▸ EXTRACTED ENTRIES:
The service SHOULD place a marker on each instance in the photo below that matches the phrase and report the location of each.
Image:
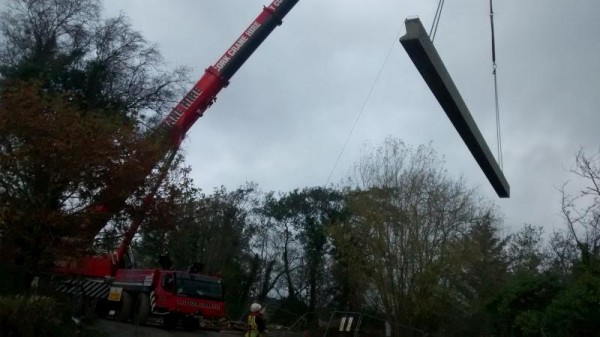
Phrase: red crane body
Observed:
(165, 293)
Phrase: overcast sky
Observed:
(286, 115)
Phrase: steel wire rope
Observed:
(360, 112)
(495, 74)
(436, 20)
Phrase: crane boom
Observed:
(203, 94)
(193, 105)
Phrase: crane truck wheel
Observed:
(142, 309)
(124, 312)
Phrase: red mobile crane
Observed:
(139, 294)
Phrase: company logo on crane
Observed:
(178, 110)
(241, 41)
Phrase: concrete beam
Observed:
(419, 47)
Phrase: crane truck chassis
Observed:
(105, 284)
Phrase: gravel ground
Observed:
(116, 329)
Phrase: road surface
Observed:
(116, 329)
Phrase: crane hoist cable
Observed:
(495, 74)
(364, 105)
(436, 20)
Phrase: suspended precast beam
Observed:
(420, 49)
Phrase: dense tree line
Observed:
(400, 239)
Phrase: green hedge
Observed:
(29, 316)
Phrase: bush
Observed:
(29, 316)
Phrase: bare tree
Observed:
(581, 210)
(406, 211)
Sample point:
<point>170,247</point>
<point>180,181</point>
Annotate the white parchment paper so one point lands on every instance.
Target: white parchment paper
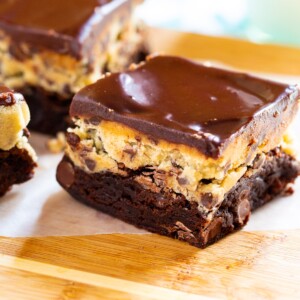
<point>41,208</point>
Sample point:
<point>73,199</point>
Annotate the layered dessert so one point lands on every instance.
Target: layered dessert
<point>17,158</point>
<point>50,50</point>
<point>179,148</point>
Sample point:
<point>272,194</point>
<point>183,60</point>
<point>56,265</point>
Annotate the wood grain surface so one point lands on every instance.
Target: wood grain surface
<point>240,54</point>
<point>245,265</point>
<point>261,265</point>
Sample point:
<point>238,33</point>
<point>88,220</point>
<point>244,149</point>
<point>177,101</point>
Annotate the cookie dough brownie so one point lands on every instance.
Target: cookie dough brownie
<point>180,149</point>
<point>17,158</point>
<point>48,51</point>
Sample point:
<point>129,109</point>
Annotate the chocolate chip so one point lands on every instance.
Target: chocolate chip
<point>244,211</point>
<point>182,181</point>
<point>259,161</point>
<point>65,174</point>
<point>138,138</point>
<point>182,226</point>
<point>26,132</point>
<point>130,151</point>
<point>7,99</point>
<point>244,194</point>
<point>91,164</point>
<point>72,139</point>
<point>212,230</point>
<point>208,200</point>
<point>121,166</point>
<point>94,120</point>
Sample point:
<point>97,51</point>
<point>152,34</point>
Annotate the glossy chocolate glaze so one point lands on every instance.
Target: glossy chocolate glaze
<point>6,96</point>
<point>65,26</point>
<point>181,101</point>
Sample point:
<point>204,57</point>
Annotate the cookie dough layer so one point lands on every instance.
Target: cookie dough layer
<point>62,73</point>
<point>113,147</point>
<point>13,119</point>
<point>169,213</point>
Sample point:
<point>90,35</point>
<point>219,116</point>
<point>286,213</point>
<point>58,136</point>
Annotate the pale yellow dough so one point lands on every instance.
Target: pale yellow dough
<point>105,143</point>
<point>13,119</point>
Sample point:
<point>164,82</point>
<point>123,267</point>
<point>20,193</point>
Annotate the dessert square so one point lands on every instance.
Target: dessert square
<point>179,148</point>
<point>17,158</point>
<point>50,51</point>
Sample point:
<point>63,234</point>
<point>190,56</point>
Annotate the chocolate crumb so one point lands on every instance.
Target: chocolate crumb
<point>91,164</point>
<point>72,139</point>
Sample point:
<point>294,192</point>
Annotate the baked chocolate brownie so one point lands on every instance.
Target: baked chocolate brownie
<point>179,148</point>
<point>17,158</point>
<point>50,51</point>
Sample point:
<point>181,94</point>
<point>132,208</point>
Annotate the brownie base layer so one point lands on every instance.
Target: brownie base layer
<point>50,111</point>
<point>170,214</point>
<point>16,166</point>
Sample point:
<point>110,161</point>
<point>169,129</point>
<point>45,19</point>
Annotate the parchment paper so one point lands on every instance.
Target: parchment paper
<point>41,208</point>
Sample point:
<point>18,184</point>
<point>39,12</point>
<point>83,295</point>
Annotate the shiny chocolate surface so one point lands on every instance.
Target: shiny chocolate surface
<point>171,96</point>
<point>66,26</point>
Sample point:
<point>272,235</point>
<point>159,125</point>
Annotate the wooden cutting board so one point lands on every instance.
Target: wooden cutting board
<point>245,265</point>
<point>261,265</point>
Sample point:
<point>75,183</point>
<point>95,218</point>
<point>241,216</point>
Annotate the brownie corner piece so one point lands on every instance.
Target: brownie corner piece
<point>159,146</point>
<point>17,158</point>
<point>50,52</point>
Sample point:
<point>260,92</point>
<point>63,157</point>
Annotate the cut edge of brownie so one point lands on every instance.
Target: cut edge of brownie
<point>171,214</point>
<point>50,110</point>
<point>16,166</point>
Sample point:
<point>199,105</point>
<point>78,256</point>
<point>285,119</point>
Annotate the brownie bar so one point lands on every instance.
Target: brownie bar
<point>49,52</point>
<point>50,110</point>
<point>170,129</point>
<point>16,166</point>
<point>170,213</point>
<point>17,158</point>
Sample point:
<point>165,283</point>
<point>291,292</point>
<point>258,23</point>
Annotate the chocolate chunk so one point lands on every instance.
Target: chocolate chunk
<point>95,121</point>
<point>91,164</point>
<point>130,151</point>
<point>208,201</point>
<point>244,211</point>
<point>26,132</point>
<point>6,96</point>
<point>66,28</point>
<point>65,174</point>
<point>72,139</point>
<point>182,181</point>
<point>213,229</point>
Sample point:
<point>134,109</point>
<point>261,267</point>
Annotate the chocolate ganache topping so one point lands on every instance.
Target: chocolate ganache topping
<point>181,101</point>
<point>65,26</point>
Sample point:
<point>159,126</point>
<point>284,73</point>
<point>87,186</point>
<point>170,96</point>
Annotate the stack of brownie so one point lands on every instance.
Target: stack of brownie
<point>50,50</point>
<point>169,145</point>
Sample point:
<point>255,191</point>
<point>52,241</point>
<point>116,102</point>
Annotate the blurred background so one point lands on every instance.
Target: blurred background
<point>260,21</point>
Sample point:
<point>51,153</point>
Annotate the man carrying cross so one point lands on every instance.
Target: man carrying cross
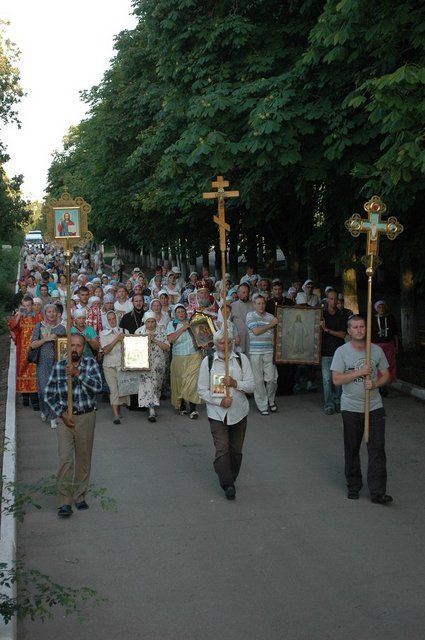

▸ WRITTEN TASK:
Render each line of the records above as a Markdown table with two columns, No. and Line, giving every line its own numbered row and skipping blank lines. Leave the pictures out.

▸ PROBLEM SOLUTION:
| No. | Line |
|---|---|
| 1 | The service SHOULD place a marker on each instance in the photo below that matches the phrase and report the location of each. |
| 2 | Image: |
| 3 | Phrase: red crane body |
| 4 | Observed: |
| 5 | (165, 293) |
| 6 | Phrase: overcast sky |
| 7 | Observed: |
| 8 | (286, 115) |
| 9 | Phrase: steel wire rope |
| 10 | Observed: |
| 11 | (360, 112) |
| 12 | (495, 74) |
| 13 | (436, 20) |
| 14 | Phrase: crane boom |
| 15 | Observed: |
| 16 | (203, 94) |
| 17 | (193, 105) |
| 18 | Phrase: crane truck wheel |
| 19 | Observed: |
| 20 | (142, 309) |
| 21 | (124, 312) |
| 22 | Phrase: red mobile crane |
| 23 | Observed: |
| 24 | (139, 294) |
| 25 | Phrase: company logo on crane |
| 26 | Observed: |
| 27 | (178, 110) |
| 28 | (241, 41) |
| 29 | Phrase: concrete beam |
| 30 | Observed: |
| 31 | (419, 47) |
| 32 | Phrase: crane truck chassis |
| 33 | Observed: |
| 34 | (105, 284) |
| 35 | Phrase: gravel ground |
| 36 | Observed: |
| 37 | (116, 329) |
| 38 | Phrase: road surface |
| 39 | Observed: |
| 40 | (116, 329) |
| 41 | Phrase: crane hoist cable |
| 42 | Observed: |
| 43 | (495, 74) |
| 44 | (364, 105) |
| 45 | (436, 20) |
| 46 | Phrase: suspended precast beam |
| 47 | Observed: |
| 48 | (420, 49) |
| 49 | Phrase: dense tree line |
| 50 | Observed: |
| 51 | (400, 239) |
| 52 | Phrase: green hedge |
| 53 | Observed: |
| 54 | (29, 316) |
| 55 | Phrase: bush |
| 56 | Observed: |
| 57 | (29, 316) |
| 58 | Phrase: bare tree |
| 59 | Observed: |
| 60 | (581, 210) |
| 61 | (406, 211) |
| 62 | Sample point: |
| 63 | <point>170,247</point> |
| 64 | <point>180,181</point> |
| 65 | Annotate the white parchment paper so one point lands on every instance. |
| 66 | Target: white parchment paper |
| 67 | <point>41,208</point> |
| 68 | Sample point: |
| 69 | <point>73,199</point> |
| 70 | Annotate the layered dessert so one point lands on every instance. |
| 71 | Target: layered dessert |
| 72 | <point>17,158</point> |
| 73 | <point>50,50</point> |
| 74 | <point>179,148</point> |
| 75 | Sample point: |
| 76 | <point>272,194</point> |
| 77 | <point>183,60</point> |
| 78 | <point>56,265</point> |
| 79 | Annotate the wood grain surface so one point lands on every instance. |
| 80 | Target: wood grain surface |
| 81 | <point>240,54</point> |
| 82 | <point>245,265</point> |
| 83 | <point>261,265</point> |
| 84 | Sample point: |
| 85 | <point>238,33</point> |
| 86 | <point>88,220</point> |
| 87 | <point>244,149</point> |
| 88 | <point>177,101</point> |
| 89 | Annotate the cookie dough brownie so one point lands on every instance. |
| 90 | Target: cookie dough brownie |
| 91 | <point>180,149</point> |
| 92 | <point>17,158</point> |
| 93 | <point>48,51</point> |
| 94 | Sample point: |
| 95 | <point>129,109</point> |
| 96 | Annotate the chocolate chip so one point lands on every instance. |
| 97 | Target: chocolate chip |
| 98 | <point>244,211</point> |
| 99 | <point>182,181</point> |
| 100 | <point>259,161</point> |
| 101 | <point>65,174</point> |
| 102 | <point>138,138</point> |
| 103 | <point>182,226</point> |
| 104 | <point>26,132</point> |
| 105 | <point>130,151</point> |
| 106 | <point>7,99</point> |
| 107 | <point>244,194</point> |
| 108 | <point>91,164</point> |
| 109 | <point>72,139</point> |
| 110 | <point>212,230</point> |
| 111 | <point>208,200</point> |
| 112 | <point>121,166</point> |
| 113 | <point>94,120</point> |
| 114 | Sample point: |
| 115 | <point>97,51</point> |
| 116 | <point>152,34</point> |
| 117 | Annotate the glossy chocolate glaze so one point lands on every instance. |
| 118 | Target: glossy chocolate glaze |
| 119 | <point>6,96</point> |
| 120 | <point>65,26</point> |
| 121 | <point>181,101</point> |
| 122 | Sample point: |
| 123 | <point>204,57</point> |
| 124 | Annotate the cookie dough layer so one point lands on every instance. |
| 125 | Target: cookie dough layer |
| 126 | <point>62,73</point> |
| 127 | <point>113,147</point> |
| 128 | <point>13,119</point> |
| 129 | <point>169,213</point> |
| 130 | Sample point: |
| 131 | <point>90,35</point> |
| 132 | <point>219,116</point> |
| 133 | <point>286,213</point> |
| 134 | <point>58,136</point> |
| 135 | Annotate the pale yellow dough so one point lands on every instance. |
| 136 | Target: pale yellow dough |
| 137 | <point>105,143</point> |
| 138 | <point>13,119</point> |
| 139 | Sample point: |
| 140 | <point>164,82</point> |
| 141 | <point>123,267</point> |
| 142 | <point>20,193</point> |
| 143 | Annotate the dessert square so one point lands on every instance. |
| 144 | Target: dessert square |
| 145 | <point>179,148</point> |
| 146 | <point>17,158</point> |
| 147 | <point>50,51</point> |
| 148 | Sample point: |
| 149 | <point>63,234</point> |
| 150 | <point>190,56</point> |
| 151 | Annotate the chocolate crumb so one point lands on every instance. |
| 152 | Target: chocolate crumb |
| 153 | <point>91,164</point> |
| 154 | <point>72,139</point> |
| 155 | Sample point: |
| 156 | <point>294,192</point> |
| 157 | Annotate the baked chocolate brownie so one point lands on every instance. |
| 158 | Target: baked chocolate brownie |
| 159 | <point>179,148</point> |
| 160 | <point>17,158</point> |
| 161 | <point>50,51</point> |
| 162 | Sample point: |
| 163 | <point>181,94</point> |
| 164 | <point>132,208</point> |
| 165 | Annotate the brownie base layer so one point lands on every instance. |
| 166 | Target: brownie base layer |
| 167 | <point>50,111</point> |
| 168 | <point>170,214</point> |
| 169 | <point>16,166</point> |
| 170 | Sample point: |
| 171 | <point>110,161</point> |
| 172 | <point>169,129</point> |
| 173 | <point>45,19</point> |
| 174 | Annotate the parchment paper so one point lands on every instance. |
| 175 | Target: parchment paper |
| 176 | <point>41,208</point> |
| 177 | Sample point: |
| 178 | <point>18,184</point> |
| 179 | <point>39,12</point> |
| 180 | <point>83,295</point> |
| 181 | Annotate the shiny chocolate surface so one point lands on every instance. |
| 182 | Target: shiny chocolate surface |
| 183 | <point>171,96</point> |
| 184 | <point>66,26</point> |
| 185 | Sample point: |
| 186 | <point>272,235</point> |
| 187 | <point>159,125</point> |
| 188 | Annotate the wooden cutting board so one point lands on every instance. |
| 189 | Target: wooden cutting board |
| 190 | <point>245,265</point> |
| 191 | <point>261,265</point> |
| 192 | Sample point: |
| 193 | <point>75,183</point> |
| 194 | <point>95,218</point> |
| 195 | <point>241,216</point> |
| 196 | Annotate the brownie corner piece so one point lands on every instance. |
| 197 | Target: brownie corner piece |
| 198 | <point>159,146</point> |
| 199 | <point>17,158</point> |
| 200 | <point>50,52</point> |
| 201 | Sample point: |
| 202 | <point>260,92</point> |
| 203 | <point>63,157</point> |
| 204 | Annotate the cut edge of brownie so one point lands on every instance. |
| 205 | Target: cut edge of brownie |
| 206 | <point>171,214</point> |
| 207 | <point>50,110</point> |
| 208 | <point>16,166</point> |
| 209 | Sample point: |
| 210 | <point>199,105</point> |
| 211 | <point>78,256</point> |
| 212 | <point>285,119</point> |
| 213 | Annotate the brownie bar so one point lands on every instance. |
| 214 | Target: brownie bar |
| 215 | <point>49,52</point> |
| 216 | <point>50,110</point> |
| 217 | <point>170,129</point> |
| 218 | <point>16,166</point> |
| 219 | <point>170,213</point> |
| 220 | <point>17,158</point> |
| 221 | Sample point: |
| 222 | <point>165,283</point> |
| 223 | <point>291,292</point> |
| 224 | <point>258,23</point> |
| 225 | Annotate the chocolate chunk so one point lands on every instance. |
| 226 | Target: chocolate chunk |
| 227 | <point>95,121</point> |
| 228 | <point>91,164</point> |
| 229 | <point>130,151</point> |
| 230 | <point>208,201</point> |
| 231 | <point>244,211</point> |
| 232 | <point>26,132</point> |
| 233 | <point>6,96</point> |
| 234 | <point>66,28</point> |
| 235 | <point>65,174</point> |
| 236 | <point>72,139</point> |
| 237 | <point>182,181</point> |
| 238 | <point>213,229</point> |
| 239 | Sample point: |
| 240 | <point>134,109</point> |
| 241 | <point>261,267</point> |
| 242 | Annotate the chocolate ganache topping so one point lands on every instance. |
| 243 | Target: chocolate ganache topping |
| 244 | <point>181,101</point> |
| 245 | <point>65,26</point> |
| 246 | Sample point: |
| 247 | <point>159,126</point> |
| 248 | <point>284,73</point> |
| 249 | <point>87,186</point> |
| 250 | <point>170,96</point> |
| 251 | Annotate the stack of brownie so one point lands on every instance. |
| 252 | Target: stack of brownie |
| 253 | <point>50,50</point> |
| 254 | <point>169,145</point> |
| 255 | Sample point: |
| 256 | <point>255,191</point> |
| 257 | <point>52,241</point> |
| 258 | <point>116,102</point> |
| 259 | Annotate the blurred background so one point lands on every instance. |
| 260 | Target: blurred background |
| 261 | <point>260,21</point> |
| 262 | Sample point: |
| 263 | <point>51,153</point> |
| 264 | Annotate the man carrying cross so one point lands on every instance. |
| 265 | Target: man carrying cross |